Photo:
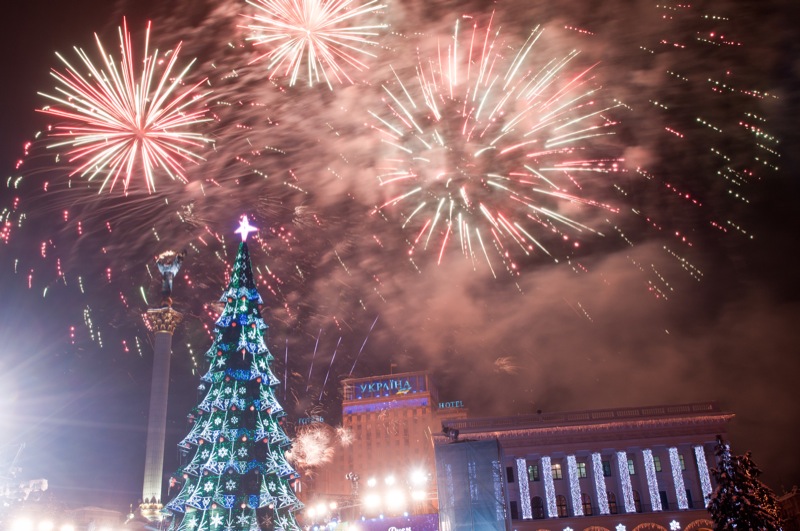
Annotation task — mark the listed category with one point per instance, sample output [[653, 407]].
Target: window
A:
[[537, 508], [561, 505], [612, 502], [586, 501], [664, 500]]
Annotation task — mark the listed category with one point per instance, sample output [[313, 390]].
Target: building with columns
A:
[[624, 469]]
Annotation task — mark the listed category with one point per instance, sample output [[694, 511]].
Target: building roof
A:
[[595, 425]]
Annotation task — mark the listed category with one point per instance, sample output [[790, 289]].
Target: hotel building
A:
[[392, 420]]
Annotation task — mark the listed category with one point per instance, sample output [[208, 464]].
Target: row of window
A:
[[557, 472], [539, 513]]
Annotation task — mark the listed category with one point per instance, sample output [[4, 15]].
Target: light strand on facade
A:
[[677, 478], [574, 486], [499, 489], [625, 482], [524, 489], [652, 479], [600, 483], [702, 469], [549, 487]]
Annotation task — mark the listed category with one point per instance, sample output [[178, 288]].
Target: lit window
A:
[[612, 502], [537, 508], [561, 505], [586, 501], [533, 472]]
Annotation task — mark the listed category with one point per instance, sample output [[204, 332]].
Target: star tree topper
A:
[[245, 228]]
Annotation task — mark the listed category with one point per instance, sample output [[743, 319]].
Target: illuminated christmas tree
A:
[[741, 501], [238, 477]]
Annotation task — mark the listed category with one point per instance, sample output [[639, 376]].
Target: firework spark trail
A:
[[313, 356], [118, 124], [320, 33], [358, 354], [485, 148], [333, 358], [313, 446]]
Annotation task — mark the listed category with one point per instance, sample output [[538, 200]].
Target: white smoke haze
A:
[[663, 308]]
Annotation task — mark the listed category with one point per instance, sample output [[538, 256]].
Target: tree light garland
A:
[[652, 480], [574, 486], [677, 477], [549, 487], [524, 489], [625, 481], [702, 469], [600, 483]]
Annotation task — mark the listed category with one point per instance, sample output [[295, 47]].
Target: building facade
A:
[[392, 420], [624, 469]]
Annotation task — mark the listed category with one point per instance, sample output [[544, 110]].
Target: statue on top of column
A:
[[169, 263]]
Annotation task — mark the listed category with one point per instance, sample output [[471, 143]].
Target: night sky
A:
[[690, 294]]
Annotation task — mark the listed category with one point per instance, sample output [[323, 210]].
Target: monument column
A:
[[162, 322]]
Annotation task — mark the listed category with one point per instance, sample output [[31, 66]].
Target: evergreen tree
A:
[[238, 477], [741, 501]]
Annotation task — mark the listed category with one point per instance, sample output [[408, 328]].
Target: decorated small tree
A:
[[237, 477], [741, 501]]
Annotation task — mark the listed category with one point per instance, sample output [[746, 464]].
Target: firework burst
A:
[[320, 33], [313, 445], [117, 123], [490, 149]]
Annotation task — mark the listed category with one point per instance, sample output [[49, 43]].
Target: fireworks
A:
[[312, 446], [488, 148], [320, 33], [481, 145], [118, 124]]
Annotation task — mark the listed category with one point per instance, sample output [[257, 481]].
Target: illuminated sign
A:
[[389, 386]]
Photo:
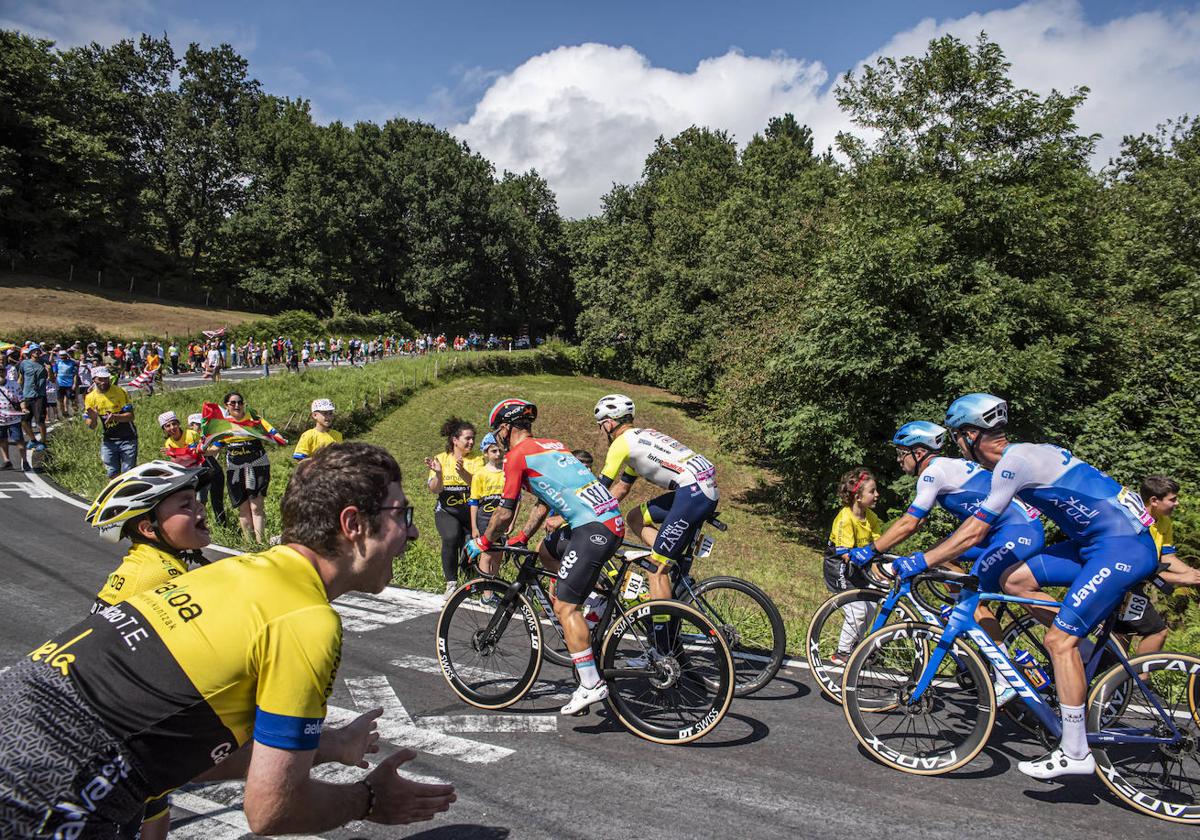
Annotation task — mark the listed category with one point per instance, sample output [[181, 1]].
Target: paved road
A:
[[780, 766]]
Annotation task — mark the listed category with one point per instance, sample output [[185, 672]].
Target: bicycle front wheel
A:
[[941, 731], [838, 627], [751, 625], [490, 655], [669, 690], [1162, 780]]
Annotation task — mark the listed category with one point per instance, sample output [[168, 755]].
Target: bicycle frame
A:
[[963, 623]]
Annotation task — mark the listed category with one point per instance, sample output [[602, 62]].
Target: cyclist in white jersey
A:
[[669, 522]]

==

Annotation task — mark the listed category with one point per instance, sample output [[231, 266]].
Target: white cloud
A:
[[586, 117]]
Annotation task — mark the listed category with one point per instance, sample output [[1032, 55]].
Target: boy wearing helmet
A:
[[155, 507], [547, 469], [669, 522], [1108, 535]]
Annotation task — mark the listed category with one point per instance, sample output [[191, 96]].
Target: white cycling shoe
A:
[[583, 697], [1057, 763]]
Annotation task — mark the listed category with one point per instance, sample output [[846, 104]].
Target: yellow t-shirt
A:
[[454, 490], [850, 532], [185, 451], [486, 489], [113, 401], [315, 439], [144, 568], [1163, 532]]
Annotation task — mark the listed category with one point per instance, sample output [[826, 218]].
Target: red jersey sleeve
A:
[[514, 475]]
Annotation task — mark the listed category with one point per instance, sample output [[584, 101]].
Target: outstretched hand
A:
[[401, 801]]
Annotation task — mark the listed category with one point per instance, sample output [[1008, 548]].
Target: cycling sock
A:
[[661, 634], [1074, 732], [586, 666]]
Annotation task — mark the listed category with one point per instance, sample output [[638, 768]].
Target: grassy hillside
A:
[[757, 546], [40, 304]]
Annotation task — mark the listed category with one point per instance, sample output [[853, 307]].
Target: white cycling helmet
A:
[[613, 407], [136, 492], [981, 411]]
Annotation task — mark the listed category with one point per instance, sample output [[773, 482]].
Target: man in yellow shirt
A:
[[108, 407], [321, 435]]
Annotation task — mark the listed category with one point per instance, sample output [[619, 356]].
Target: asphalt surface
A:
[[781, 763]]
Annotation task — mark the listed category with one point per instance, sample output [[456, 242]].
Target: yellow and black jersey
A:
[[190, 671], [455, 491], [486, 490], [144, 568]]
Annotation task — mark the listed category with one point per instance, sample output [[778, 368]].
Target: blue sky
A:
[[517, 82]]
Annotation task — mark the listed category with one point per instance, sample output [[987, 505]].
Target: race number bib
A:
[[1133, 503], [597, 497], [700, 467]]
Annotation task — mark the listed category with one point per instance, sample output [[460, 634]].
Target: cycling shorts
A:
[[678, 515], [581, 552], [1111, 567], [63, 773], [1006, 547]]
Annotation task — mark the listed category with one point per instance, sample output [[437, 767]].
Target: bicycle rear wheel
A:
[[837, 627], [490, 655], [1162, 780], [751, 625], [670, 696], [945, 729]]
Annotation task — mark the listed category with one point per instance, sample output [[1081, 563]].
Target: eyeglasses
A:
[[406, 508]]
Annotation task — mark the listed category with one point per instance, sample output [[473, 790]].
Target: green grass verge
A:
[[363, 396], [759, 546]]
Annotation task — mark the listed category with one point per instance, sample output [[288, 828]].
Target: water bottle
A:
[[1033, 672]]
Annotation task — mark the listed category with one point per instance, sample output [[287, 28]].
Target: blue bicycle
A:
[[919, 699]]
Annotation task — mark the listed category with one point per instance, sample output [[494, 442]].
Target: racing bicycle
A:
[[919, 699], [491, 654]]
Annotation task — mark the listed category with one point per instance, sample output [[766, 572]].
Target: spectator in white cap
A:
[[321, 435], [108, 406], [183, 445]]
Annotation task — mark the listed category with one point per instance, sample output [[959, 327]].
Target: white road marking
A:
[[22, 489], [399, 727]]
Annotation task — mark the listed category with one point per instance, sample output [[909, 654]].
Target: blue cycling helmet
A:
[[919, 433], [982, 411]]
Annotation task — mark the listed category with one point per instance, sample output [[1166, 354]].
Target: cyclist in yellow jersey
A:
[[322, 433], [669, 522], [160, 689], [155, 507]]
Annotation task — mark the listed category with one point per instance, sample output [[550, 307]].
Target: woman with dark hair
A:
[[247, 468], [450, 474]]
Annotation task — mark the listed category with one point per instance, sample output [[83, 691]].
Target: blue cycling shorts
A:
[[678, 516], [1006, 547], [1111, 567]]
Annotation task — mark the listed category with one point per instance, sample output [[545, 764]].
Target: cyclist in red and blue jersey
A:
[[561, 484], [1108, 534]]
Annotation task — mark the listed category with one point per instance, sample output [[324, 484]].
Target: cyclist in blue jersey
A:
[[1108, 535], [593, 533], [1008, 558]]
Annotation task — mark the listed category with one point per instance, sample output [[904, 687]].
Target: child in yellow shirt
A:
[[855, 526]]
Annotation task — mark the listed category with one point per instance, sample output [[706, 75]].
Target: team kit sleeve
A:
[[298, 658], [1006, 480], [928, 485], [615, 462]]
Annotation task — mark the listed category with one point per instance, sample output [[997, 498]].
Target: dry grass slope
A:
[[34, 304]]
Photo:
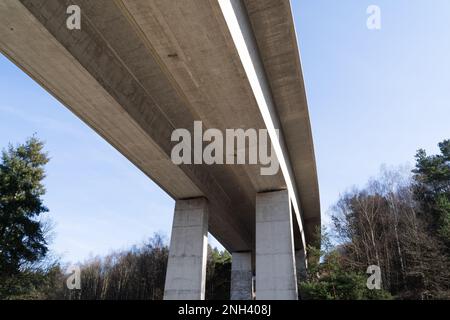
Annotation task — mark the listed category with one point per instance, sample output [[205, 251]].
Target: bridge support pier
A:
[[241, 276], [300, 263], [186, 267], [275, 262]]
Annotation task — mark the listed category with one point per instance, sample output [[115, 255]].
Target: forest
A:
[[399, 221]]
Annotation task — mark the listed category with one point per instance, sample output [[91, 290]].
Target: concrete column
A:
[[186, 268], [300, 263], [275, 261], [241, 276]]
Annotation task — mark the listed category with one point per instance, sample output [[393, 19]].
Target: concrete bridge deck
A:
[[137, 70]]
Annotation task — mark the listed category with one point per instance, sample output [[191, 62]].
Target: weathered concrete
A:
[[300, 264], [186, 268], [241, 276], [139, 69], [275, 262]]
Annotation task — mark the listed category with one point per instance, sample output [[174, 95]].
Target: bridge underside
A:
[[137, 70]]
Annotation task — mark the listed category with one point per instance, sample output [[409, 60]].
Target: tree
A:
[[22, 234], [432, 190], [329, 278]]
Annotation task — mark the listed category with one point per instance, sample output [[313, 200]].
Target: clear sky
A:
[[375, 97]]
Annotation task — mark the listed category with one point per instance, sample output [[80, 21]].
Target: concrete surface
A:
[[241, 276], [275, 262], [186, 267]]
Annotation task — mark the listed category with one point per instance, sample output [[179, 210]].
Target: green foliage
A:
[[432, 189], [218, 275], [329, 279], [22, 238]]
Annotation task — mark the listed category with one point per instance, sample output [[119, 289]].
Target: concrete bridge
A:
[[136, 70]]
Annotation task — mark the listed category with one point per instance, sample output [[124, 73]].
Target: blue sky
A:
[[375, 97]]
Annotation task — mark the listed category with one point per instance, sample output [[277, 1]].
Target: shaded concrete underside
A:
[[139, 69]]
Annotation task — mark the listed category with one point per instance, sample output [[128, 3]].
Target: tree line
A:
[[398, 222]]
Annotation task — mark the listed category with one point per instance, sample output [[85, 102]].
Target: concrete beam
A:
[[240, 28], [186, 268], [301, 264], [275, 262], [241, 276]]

==

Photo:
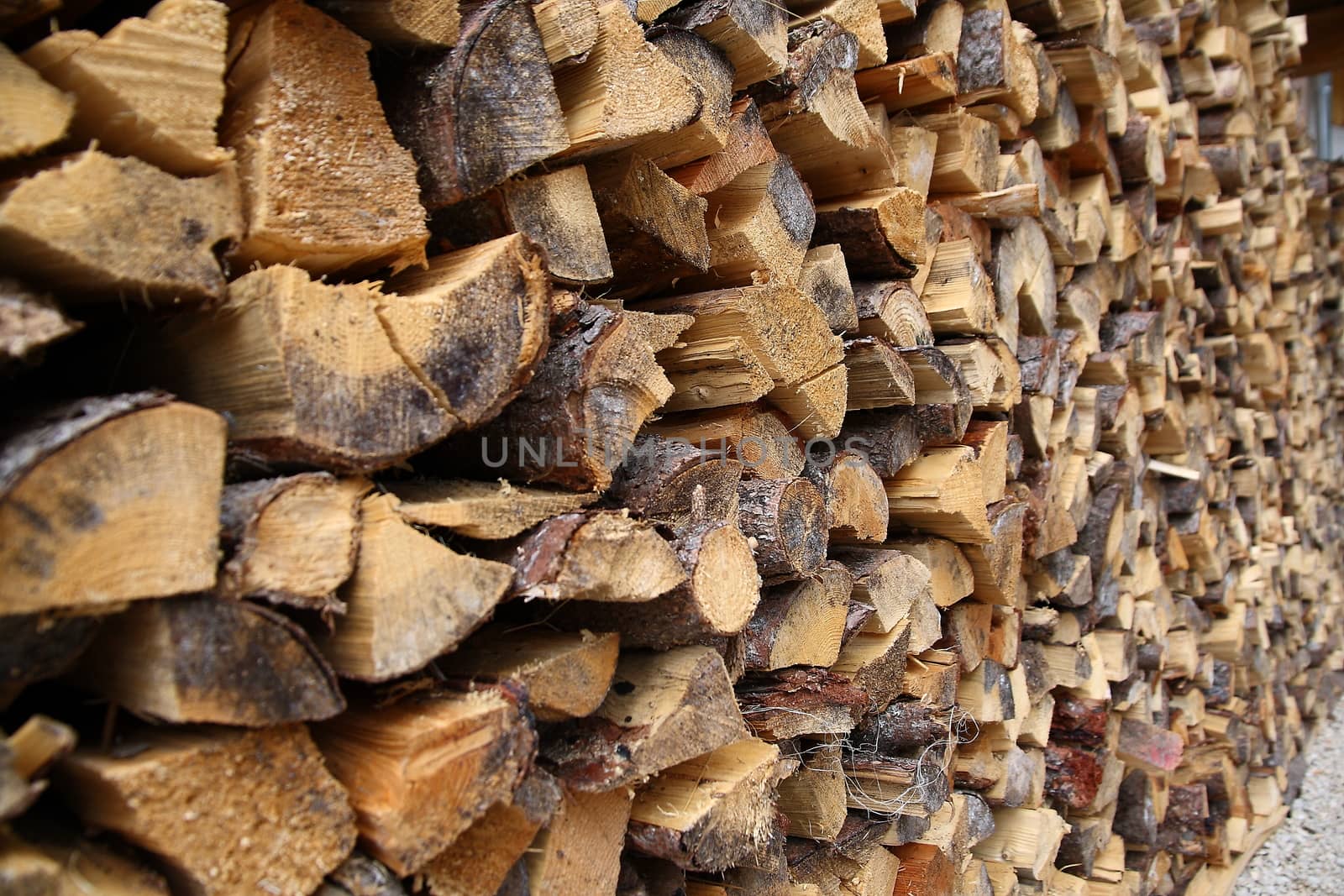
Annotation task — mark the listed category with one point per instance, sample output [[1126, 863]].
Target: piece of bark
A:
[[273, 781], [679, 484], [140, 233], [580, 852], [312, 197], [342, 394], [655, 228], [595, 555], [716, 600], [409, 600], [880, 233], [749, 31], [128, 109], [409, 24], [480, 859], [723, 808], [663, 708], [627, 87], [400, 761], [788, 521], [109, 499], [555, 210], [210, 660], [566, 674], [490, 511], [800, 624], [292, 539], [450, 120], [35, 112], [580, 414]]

Exercise instructions:
Copy the listing from the line with "output [[904, 687]]." to the line with "[[298, 658], [1006, 480], [928, 485], [615, 462]]", substituting "jersey" for "team kit" and changing nothing else.

Finished exercise:
Annotation task — mark the listed category with one point per instance, sample output [[904, 687]].
Target: child in yellow shirt
A:
[[855, 526]]
Annotation task — mark the listed category with one point per instance, sample output [[706, 75]].
Target: jersey sleeve
A:
[[298, 658], [1006, 480], [928, 485], [615, 462]]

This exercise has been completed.